Document segment:
※
Reasoning gone wrong?

Question

While I was going through the previous year question paper of a college entrance examination conducted in our country, I came across this particular problem.

The probability of men getting a certain disease is $\frac{1}{2}$ and that of women getting the same disease is $\frac{1}{5}$. The blood test that identifies the disease gives the correct result with probability $4/5$. Suppose a person is chosen at random from a group of $30$ males and $20$ females, the blood test of the person is found to be positive. What is the probablity that the chosen person is a man?

Now at that time I wasn't aware of using conditional probability so I went a quite different way.

The test could have been correct or maybe wrong.

If we consider the case where the test is correct.

Number of diseased men $= 30(\frac{1}{2})=15$.
※
Input data:
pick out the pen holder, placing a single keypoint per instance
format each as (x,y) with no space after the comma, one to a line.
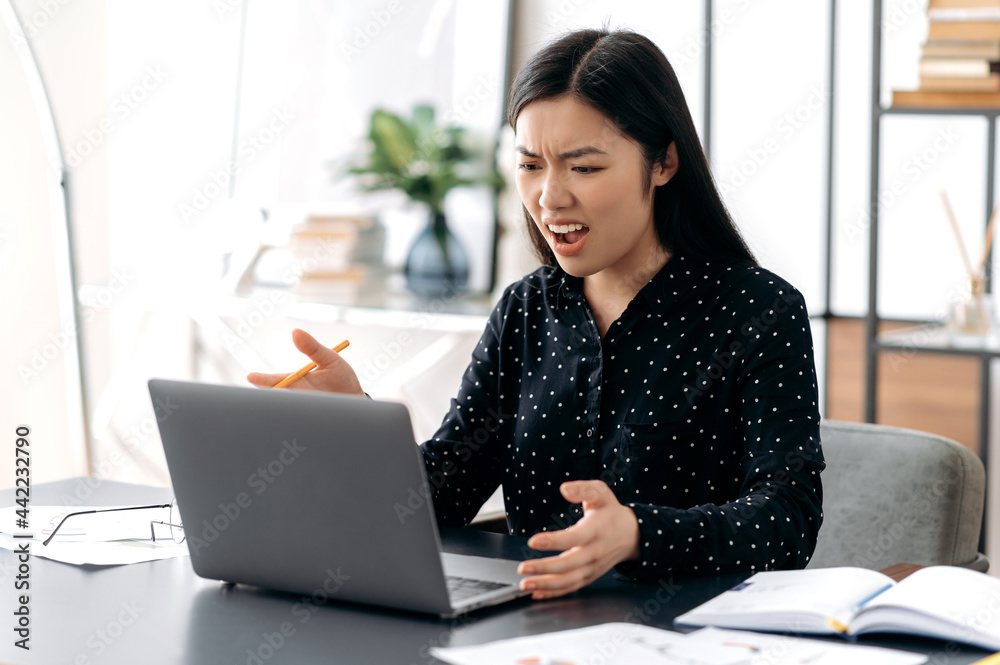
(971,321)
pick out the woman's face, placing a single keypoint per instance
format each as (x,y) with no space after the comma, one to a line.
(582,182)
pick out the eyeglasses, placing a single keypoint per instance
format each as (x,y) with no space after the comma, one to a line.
※
Problems to work on:
1. Please write out the disease-test probability thread from "The probability of" up to and including "test is correct.".
2. Carry on the disease-test probability thread from the point where it stops.

Responses:
1.
The probability of men getting a certain disease is $\frac{1}{2}$ and that of women getting the same disease is $\frac{1}{5}$. The blood test that identifies the disease gives the correct result with probability $4/5$. Suppose a person is chosen at random from a group of $30$ males and $20$ females, the blood test of the person is found to be positive. What is the probablity that the chosen person is a man?

Now at that time I wasn't aware of using conditional probability so I went a quite different way.

The test could have been correct or maybe wrong.

If we consider the case where the test is correct.

2.
Number of diseased women $ = 20(\frac{1}{5})=4$. Given that the test is positive the probability is

$(\frac{4}{5})(\frac{15}{15+4})$

If the test is incorrect then that particular person do not have the disease. Total men and women without the disease $15+16=31$

Probabilty for this case :

$(\frac{1}{5})(\frac{15}{15+16})$

Adding both cases gives $\approx0.72$

However the real ansewer is around $0.70$ which is obatined by using conditional probabilty.

After this I did dug into conditional probabilities but I am still curious about why my method didn't worked. If you could point it out, I will be very grateful.

Thanks

Answer 1

I try to follow your approach (without explicit use of conditional probabilities) and give you the correct answer.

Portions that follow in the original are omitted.